*Problem statement*
Reproduce the following lines verbatim, omitting the pictures.

[Stored data entries]

────────────────

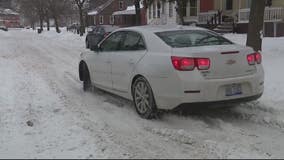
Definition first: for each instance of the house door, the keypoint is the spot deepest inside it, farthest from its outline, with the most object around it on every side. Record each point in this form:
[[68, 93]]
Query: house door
[[192, 8]]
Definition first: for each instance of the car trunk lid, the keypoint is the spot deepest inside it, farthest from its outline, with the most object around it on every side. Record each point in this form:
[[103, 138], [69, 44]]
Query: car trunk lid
[[227, 61]]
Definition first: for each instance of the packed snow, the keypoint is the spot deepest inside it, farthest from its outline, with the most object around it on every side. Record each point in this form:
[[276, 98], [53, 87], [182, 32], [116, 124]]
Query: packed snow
[[44, 112]]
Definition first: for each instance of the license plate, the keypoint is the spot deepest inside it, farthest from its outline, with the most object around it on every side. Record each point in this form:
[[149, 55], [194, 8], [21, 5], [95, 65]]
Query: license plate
[[234, 89]]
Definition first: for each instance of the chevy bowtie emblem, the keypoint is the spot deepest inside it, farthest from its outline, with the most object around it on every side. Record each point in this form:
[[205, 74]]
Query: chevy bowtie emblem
[[231, 62]]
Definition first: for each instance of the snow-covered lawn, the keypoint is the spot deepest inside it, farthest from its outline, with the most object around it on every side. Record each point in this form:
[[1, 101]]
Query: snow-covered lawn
[[40, 86]]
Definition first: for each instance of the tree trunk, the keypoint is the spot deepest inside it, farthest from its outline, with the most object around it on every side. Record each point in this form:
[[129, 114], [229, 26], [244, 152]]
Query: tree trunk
[[82, 24], [47, 22], [41, 22], [256, 21], [33, 25], [56, 24], [138, 12], [180, 10]]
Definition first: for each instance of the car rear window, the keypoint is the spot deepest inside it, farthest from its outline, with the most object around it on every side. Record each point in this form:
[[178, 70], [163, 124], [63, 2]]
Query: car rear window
[[192, 38]]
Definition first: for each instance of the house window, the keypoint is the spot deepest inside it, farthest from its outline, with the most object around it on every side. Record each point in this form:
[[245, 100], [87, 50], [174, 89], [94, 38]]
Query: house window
[[154, 9], [101, 19], [229, 4], [268, 3], [111, 19], [150, 12], [120, 5], [171, 9], [159, 10]]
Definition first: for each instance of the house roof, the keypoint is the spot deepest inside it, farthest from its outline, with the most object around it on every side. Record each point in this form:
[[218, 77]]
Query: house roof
[[100, 8], [129, 11], [8, 12]]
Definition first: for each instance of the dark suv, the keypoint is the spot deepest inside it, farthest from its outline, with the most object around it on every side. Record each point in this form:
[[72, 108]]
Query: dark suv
[[97, 33]]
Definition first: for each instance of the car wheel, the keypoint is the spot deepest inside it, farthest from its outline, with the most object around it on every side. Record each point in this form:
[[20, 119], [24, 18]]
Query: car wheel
[[87, 44], [143, 98]]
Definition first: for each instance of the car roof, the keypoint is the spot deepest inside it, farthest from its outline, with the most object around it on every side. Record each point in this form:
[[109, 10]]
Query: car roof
[[161, 28], [108, 28]]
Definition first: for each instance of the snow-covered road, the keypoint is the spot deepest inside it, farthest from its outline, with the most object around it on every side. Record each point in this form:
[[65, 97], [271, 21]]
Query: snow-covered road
[[40, 86]]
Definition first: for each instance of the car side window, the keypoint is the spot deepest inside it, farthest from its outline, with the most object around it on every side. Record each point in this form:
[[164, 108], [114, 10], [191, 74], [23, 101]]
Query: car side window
[[133, 42], [113, 42]]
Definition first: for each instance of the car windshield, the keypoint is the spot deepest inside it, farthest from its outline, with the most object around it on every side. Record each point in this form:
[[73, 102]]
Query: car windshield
[[192, 38]]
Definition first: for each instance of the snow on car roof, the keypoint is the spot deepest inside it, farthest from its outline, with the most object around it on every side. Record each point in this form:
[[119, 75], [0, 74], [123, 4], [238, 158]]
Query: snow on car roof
[[162, 28]]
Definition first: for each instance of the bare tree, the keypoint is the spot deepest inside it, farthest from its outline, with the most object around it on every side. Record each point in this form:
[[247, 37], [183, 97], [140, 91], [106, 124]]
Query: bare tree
[[57, 8], [40, 7], [28, 9], [256, 22], [137, 12], [81, 6], [180, 7]]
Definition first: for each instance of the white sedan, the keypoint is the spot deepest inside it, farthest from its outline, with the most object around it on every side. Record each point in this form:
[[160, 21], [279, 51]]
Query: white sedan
[[165, 67]]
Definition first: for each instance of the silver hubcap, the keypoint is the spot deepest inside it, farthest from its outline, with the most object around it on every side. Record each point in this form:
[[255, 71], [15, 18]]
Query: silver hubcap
[[141, 95]]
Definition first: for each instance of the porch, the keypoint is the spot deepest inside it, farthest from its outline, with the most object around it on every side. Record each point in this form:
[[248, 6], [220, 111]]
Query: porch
[[271, 14]]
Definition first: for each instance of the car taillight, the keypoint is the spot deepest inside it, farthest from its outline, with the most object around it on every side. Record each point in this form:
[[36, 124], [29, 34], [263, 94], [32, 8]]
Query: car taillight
[[106, 34], [188, 64], [251, 59], [254, 58], [183, 64], [203, 63], [258, 58]]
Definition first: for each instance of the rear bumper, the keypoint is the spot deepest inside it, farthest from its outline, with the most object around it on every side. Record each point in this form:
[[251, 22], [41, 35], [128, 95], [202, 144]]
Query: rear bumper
[[221, 103], [194, 89]]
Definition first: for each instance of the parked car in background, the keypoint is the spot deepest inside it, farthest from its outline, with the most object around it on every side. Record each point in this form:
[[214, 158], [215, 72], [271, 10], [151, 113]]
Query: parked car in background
[[97, 33], [163, 68], [2, 26], [73, 28]]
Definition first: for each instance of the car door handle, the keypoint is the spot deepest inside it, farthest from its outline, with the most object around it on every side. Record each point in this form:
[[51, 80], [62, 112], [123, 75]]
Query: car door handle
[[131, 62]]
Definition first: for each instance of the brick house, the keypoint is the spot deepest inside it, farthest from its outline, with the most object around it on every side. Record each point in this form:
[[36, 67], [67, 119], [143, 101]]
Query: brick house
[[9, 18], [234, 15], [101, 12], [128, 17]]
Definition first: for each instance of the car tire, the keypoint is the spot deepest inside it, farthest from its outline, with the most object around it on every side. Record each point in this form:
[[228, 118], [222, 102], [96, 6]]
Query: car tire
[[87, 44], [143, 98]]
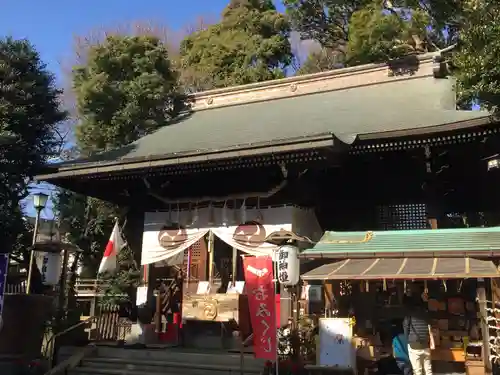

────────────────

*Solution to this exercise*
Definition first: for each instance of the house door, the keypoint is the spot deepest inside it, farthest from its outline, with the most object around it on every side. Record each point in this form:
[[68, 93]]
Query: house door
[[192, 8]]
Definition first: for each instance of the car trunk lid, the keypoint is the spot deepest inside it, farthest from its outline, with the most object around it on every side. Record each point in this form:
[[103, 138], [69, 44]]
Query: car trunk lid
[[227, 61]]
Definition first: for each instance of the packed snow, the keypoint is the spot deepest inside it, farthest from its outline, with the most object around it on every side. Record each point in this form:
[[276, 98], [53, 87], [182, 32], [116, 124]]
Query: packed snow
[[44, 112]]
Definition first: for each instance of the license plate, the keypoint is the spot deepest inside it, farthest from its outline, with the most object around it on every side. Record each point in this form:
[[149, 55], [194, 8], [21, 5], [95, 65]]
Query: license plate
[[234, 89]]
Definition first: for each instance of the chevy bowtie emblem, the keypoint is the spot deepest inside it, farthest from its outline, with the most object around it on every side. Record each point in this form:
[[205, 74]]
Query: chevy bowtie emblem
[[231, 62]]
Definition first: for each instance of the snow-covered lawn, the keypoint is the spot deepest inside it, farthest from its outline, with the most object around it on every side. Record each point in this form:
[[1, 101]]
Query: snow-covered lawn
[[40, 86]]
Definition first: for each instance of the tree trunk, the keypoint is the spot deepest inside it, farthest from its outline, with the most object around it on every side. Record each point in this form:
[[129, 114], [229, 26], [244, 152]]
Query: tree trunk
[[82, 24], [47, 22], [41, 22], [256, 21], [33, 25], [56, 24], [138, 12], [180, 10]]
Definition first: for each instance of the car rear window, the keypoint is the spot deepest inside it, farthest from its outline, with the most object around it on every side. Record each point in this form:
[[178, 70], [163, 124], [63, 2]]
Query: car rear window
[[192, 38]]
Definition first: for each instance of the house window, the keypoint is the spot deepest inside it, farthest from its outline, with the most object around it on every side. Record each point in this form:
[[245, 100], [87, 50], [174, 89], [94, 38]]
Query: house window
[[154, 9], [101, 19], [229, 4], [268, 3], [111, 19], [150, 12], [120, 5], [171, 9], [159, 10]]
Definition first: for each instance of the house roof, the keypoint is the spot deepest inside it, farthest from its outline, with the most object around it on every side. Record each point in this form:
[[218, 77]]
Query: house roof
[[100, 8], [129, 11], [8, 12]]
Definition first: for each instance of the dark suv, the keypoint is the spot deepest inside it, farthest from its outline, with the most object around it on every side. Record each point in this form:
[[72, 108]]
Query: dark suv
[[97, 33]]
Definition first: for each instance of the car wheel, the keypoint is the spot deepest inside it, farthest from its outline, with the most object around it on every side. Record each point in this form:
[[20, 119], [24, 18]]
Query: car wheel
[[87, 44], [143, 98]]
Definition first: for each instance of the car roof, the keypoint is the spot deepest inside it, farthest from its outline, with the most object around it on every side. Record each point in this form:
[[109, 10]]
Query: car roof
[[161, 28], [108, 28]]
Definition first: for each instance of the snow-covered road, the keypoint is the spot deepest inside it, farthest from its outline, with the most object around it on every side. Record each point in this form:
[[65, 97], [271, 21]]
Query: snow-covered road
[[40, 86]]
Definition first: for each instance of the car side window, the keypoint is the spot deepest inside it, farthest from its outline, with the most object around it on every side. Record each point in this form:
[[164, 108], [114, 10], [191, 74], [23, 101]]
Query: car side window
[[133, 42], [113, 42]]
Definition first: for each instance of the car windshield, the keypoint is the spot deepest inside it, farthest from its outline, with the most object around it on every side. Record each point in this form:
[[73, 102]]
Query: car windshield
[[192, 38]]
Definition first: for each instance of the snow on car roof, the keypoint is the spot deepest inside it, farthest from its outline, with the most object around it on every side. Record each point in this form:
[[119, 75], [0, 74], [123, 4], [238, 158]]
Query: snow on car roof
[[162, 28]]
Definition first: for each instance of the bare tree, the keypoint is the spot deepest inside it, farthest from its outline, with the most object around it on every side. Record each point in this form:
[[247, 37], [183, 97], [140, 91], [106, 124]]
Query: bare tree
[[57, 8], [40, 7], [28, 9], [256, 22], [137, 12], [81, 6], [180, 7]]
Definition first: for each instance of the white sedan, the keypoint is the spot deepest inside it, farthest from its outline, with the most object around it on every side. Record each point in this form:
[[160, 21], [279, 51]]
Query: white sedan
[[165, 67]]
Definition first: for each instance of the silver hubcap, the keypoint is the spot deepest inside it, farthest from its outline, with the most object around it on every side. Record each point in this form:
[[255, 71], [15, 18]]
Query: silver hubcap
[[141, 95]]
Definition first: for each instance of the porch, the keypoint is the spot deepest inside it, farthest from its outline, with the most object around it on every side. Record each point in this form:
[[248, 6], [220, 111]]
Query: porch
[[271, 14]]
Definition first: for each instance of the car taillight, the keypoint is the spot deepest inside it, farthest from its outline, with the most object around it on every side. Record each point in this form:
[[36, 124], [29, 34], [263, 94], [32, 8]]
Query: car taillight
[[106, 34], [188, 64], [251, 59], [254, 58], [183, 64], [203, 63], [258, 58]]
Definition first: for each instance of the rear bumper, the keypoint is the spot deepest inside it, farthest from its outline, with the most object around it on every side. Record each point in this form:
[[251, 22], [41, 35], [128, 95], [202, 144]]
Query: rear bumper
[[221, 103], [194, 89]]
Definition first: for each instance of the parked car in background, the keypoint is the spot deepest inside it, farthest from its outline, with the most object around it on every side. Record each point in this form:
[[214, 158], [215, 72], [271, 10], [151, 113]]
Query: parked car in background
[[97, 33], [163, 68], [2, 26], [73, 28]]
Definition first: for each instance of the car door handle, the keypoint is the spot deepest inside it, farthest from its outline, with the most object around it on every side. Record each point in this form:
[[51, 80], [62, 112], [123, 75]]
Query: car door handle
[[131, 62]]
Definition first: for each instance of the brick house, the keypoint is the spot deepest inside it, farthest from its outline, with the most object around it on every side. Record each point in this form:
[[36, 67], [67, 119], [143, 101]]
Query: brick house
[[9, 18], [234, 15], [101, 12], [128, 17]]
Definition first: for each instance of the car tire, the keypoint is the spot deepest inside it, farthest from its outline, with the most object around it on every side. Record each point in this form:
[[228, 118], [222, 102], [96, 6]]
Query: car tire
[[87, 44], [143, 98]]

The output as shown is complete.